[Opening Source data section]

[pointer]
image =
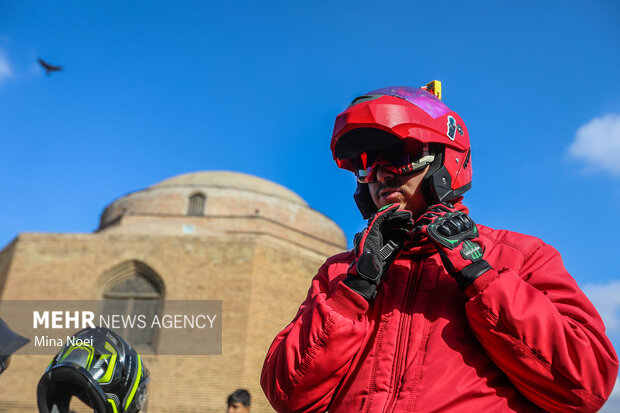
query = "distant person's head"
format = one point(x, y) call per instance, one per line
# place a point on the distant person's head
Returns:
point(10, 342)
point(239, 401)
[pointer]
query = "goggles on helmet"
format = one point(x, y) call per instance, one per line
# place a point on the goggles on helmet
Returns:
point(366, 166)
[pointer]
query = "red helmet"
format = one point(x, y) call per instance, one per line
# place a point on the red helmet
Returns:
point(412, 121)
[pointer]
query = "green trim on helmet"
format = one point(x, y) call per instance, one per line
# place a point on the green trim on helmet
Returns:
point(135, 383)
point(113, 405)
point(111, 365)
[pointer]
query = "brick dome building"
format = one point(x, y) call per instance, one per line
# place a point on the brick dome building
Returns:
point(246, 241)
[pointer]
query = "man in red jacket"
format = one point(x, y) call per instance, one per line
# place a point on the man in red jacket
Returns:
point(431, 312)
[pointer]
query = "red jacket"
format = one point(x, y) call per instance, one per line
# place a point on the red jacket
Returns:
point(522, 338)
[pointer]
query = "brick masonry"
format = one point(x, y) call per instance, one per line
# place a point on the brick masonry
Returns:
point(256, 249)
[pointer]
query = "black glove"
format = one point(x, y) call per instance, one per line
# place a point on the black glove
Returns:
point(455, 235)
point(376, 247)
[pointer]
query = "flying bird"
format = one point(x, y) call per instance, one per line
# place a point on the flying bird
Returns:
point(49, 68)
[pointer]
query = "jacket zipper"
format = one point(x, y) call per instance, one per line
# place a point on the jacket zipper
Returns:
point(404, 332)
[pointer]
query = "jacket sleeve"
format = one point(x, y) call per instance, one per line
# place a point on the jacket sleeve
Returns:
point(309, 358)
point(540, 329)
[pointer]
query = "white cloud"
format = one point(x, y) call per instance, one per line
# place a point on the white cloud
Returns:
point(598, 144)
point(606, 299)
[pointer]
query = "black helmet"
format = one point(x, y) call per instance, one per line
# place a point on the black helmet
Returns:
point(98, 367)
point(9, 343)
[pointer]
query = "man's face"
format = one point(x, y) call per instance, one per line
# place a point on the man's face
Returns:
point(405, 190)
point(238, 407)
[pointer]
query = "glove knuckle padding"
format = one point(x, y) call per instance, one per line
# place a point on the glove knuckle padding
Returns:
point(389, 223)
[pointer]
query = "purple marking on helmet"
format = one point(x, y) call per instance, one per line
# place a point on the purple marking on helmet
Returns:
point(426, 101)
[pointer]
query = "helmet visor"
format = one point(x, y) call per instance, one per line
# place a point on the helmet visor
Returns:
point(366, 165)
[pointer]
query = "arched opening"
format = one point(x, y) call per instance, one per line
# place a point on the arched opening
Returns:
point(197, 204)
point(133, 291)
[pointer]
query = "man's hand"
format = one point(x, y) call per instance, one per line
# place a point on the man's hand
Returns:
point(376, 247)
point(456, 237)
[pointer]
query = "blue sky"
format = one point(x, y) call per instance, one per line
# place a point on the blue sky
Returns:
point(153, 89)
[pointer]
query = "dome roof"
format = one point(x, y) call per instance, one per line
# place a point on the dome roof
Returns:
point(233, 180)
point(224, 203)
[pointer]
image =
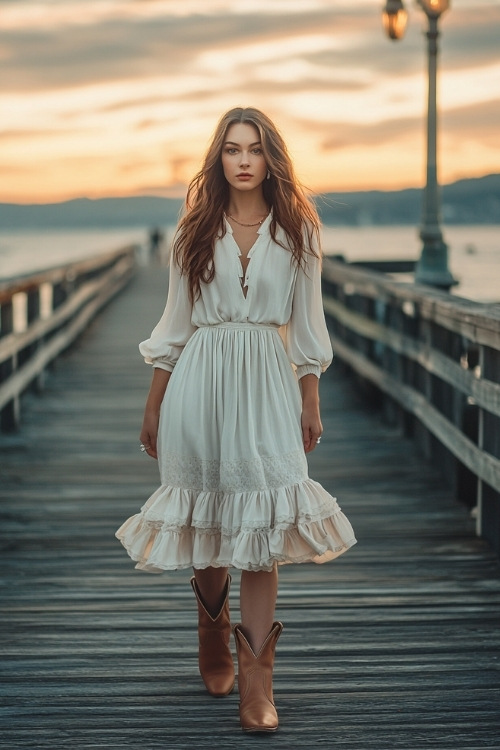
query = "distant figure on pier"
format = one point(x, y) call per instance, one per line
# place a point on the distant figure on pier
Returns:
point(233, 407)
point(156, 238)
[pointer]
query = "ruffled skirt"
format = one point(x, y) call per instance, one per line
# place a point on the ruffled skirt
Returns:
point(235, 489)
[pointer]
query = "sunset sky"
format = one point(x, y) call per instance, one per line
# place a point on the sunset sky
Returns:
point(120, 97)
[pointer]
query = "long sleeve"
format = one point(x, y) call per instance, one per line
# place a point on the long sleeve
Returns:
point(174, 328)
point(308, 342)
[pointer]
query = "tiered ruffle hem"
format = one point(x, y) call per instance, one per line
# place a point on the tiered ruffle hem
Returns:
point(179, 528)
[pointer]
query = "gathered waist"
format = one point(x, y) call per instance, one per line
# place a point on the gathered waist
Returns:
point(240, 325)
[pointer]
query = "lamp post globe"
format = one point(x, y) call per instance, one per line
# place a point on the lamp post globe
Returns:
point(394, 18)
point(432, 266)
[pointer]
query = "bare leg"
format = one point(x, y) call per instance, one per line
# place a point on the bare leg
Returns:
point(258, 593)
point(211, 583)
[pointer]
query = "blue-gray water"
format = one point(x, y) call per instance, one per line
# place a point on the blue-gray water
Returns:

[Closing Source data section]

Work to be completed —
Print every entry exactly. Pictures are not part of the copy.

Answer area —
[pointer]
image =
query = "distant person's head"
format = one point(x, y) call per instance, one per line
# place a point on the distant person's head
Returns:
point(10, 342)
point(239, 401)
[pointer]
query = "goggles on helmet"
format = one point(x, y) call per instance, one per line
# place a point on the goggles on helmet
Returns:
point(366, 166)
[pointer]
query = "red helmet"
format = one point(x, y) call per instance, one per line
# place a point on the red helmet
Returns:
point(412, 121)
[pointer]
query = "green trim on helmet"
format = one point(x, y) call per instance, one per line
# place a point on the green trim on helmet
Returns:
point(135, 383)
point(113, 405)
point(111, 365)
[pointer]
query = "brick dome building"
format = one point(x, y) call per instance, one per line
# place a point on the brick dome building
Returns:
point(246, 241)
[pointer]
query = "man in red jacket"
format = one point(x, y) call per instance, one per line
# place a point on the man in red jacket
Returns:
point(431, 312)
[pointer]
query = "red jacket"
format = one point(x, y) call per instance, one per line
# place a point on the red jacket
Returns:
point(522, 338)
[pointer]
query = "brick masonry"
format = one point(x, y) call per instance, one per line
# place a point on the brick masonry
Returns:
point(256, 249)
[pointer]
query = "black glove"
format = one point(x, y) call per instance, one per line
# place a point on the black glove
Returns:
point(455, 235)
point(376, 247)
[pointer]
query = "flying bird"
format = one point(x, y) call per instance, one per line
# place a point on the flying bird
Returns:
point(49, 68)
[pointer]
query = "jacket zipper"
format = one point(x, y) call per instance, one per line
# place a point on the jacket zipper
Returns:
point(404, 332)
[pointer]
query = "jacket sleeve"
format = one point(x, y) call per instance, one per line
# place a point on the jacket sleeve
Returns:
point(309, 358)
point(540, 329)
[pointer]
query = "white cloud"
format = one point(x, y) call per instance, one per line
# place a point on the white cloud
Returns:
point(598, 144)
point(606, 299)
[pointer]
query = "black helmet"
format = one point(x, y) call per instance, one per line
# place a point on the black helmet
Returns:
point(98, 367)
point(9, 343)
[pointer]
query = "man's face"
format = one point(x, y) call per instance, one per line
# place a point on the man's face
Returns:
point(405, 190)
point(238, 407)
[pointer]
query = "glove knuckle padding"
format = one point(x, y) call per instance, one per line
# place a point on the glove knuckle padding
Returns:
point(389, 223)
[pointer]
query = "purple marking on helmet"
format = one point(x, y) call per instance, one per line
# place a point on the purple marking on helmet
Returns:
point(426, 101)
[pointer]
query = "helmet visor"
format = one point(x, y) call per instance, one per line
# place a point on the helmet visor
Returns:
point(366, 165)
[pointer]
query = "arched opening"
format = one point(x, y) call per instance, one per line
# place a point on the arched opening
Returns:
point(197, 204)
point(133, 291)
[pointer]
query = "man's hand"
format = one point(x, y) call per instance, one per line
# place a point on the man's hand
Returns:
point(376, 247)
point(456, 237)
[pointer]
query = "blue sky"
format = one point(x, y) call per instance, one per line
# place a point on the blue sky
Returns:
point(153, 89)
[pointer]
query = "dome roof"
format = one point(x, y) call per instance, one per line
# place a point on the dome roof
Returns:
point(233, 180)
point(224, 203)
[pointer]
image =
query = "distant figure on pier"
format = one point(x, y) call per instance, one per line
# place a point on the distant figure on pier
Returns:
point(233, 407)
point(156, 238)
[pointer]
query = "ruffled skirt"
format = one point(x, y) call per instance, one per line
# place a point on the ruffled skirt
Returns:
point(235, 489)
[pointer]
query = "sunset sky"
format = one point(x, y) call per instance, one per line
# place a point on the sunset sky
Returns:
point(120, 97)
[pointer]
query = "long sleeve"
format = one point(x, y) call per instance, one per line
# place a point on the long sleeve
Returns:
point(174, 328)
point(308, 342)
[pointer]
query = "tiered ruffle hem"
format = one point(x, y) call per instance, one per line
# place a point on the tiered ruffle hem
Returns:
point(179, 528)
[pointer]
query = "gathered waist"
format = one point(x, y) call per instance, one per line
# place a point on the gathered waist
Returns:
point(240, 325)
[pointer]
query = "lamp post globe"
format = one point(x, y) call per instance, one per line
# place a point on the lamp post globe
Returns:
point(394, 18)
point(432, 266)
[pointer]
query = "bare leg"
format = one point(x, y) call per instance, one per line
# place a point on the bare leg
Returns:
point(258, 593)
point(211, 583)
[pointer]
query = "blue-gray water"
format = one point(x, y) call per instance, one per line
# place a point on the blue-gray water
Returns:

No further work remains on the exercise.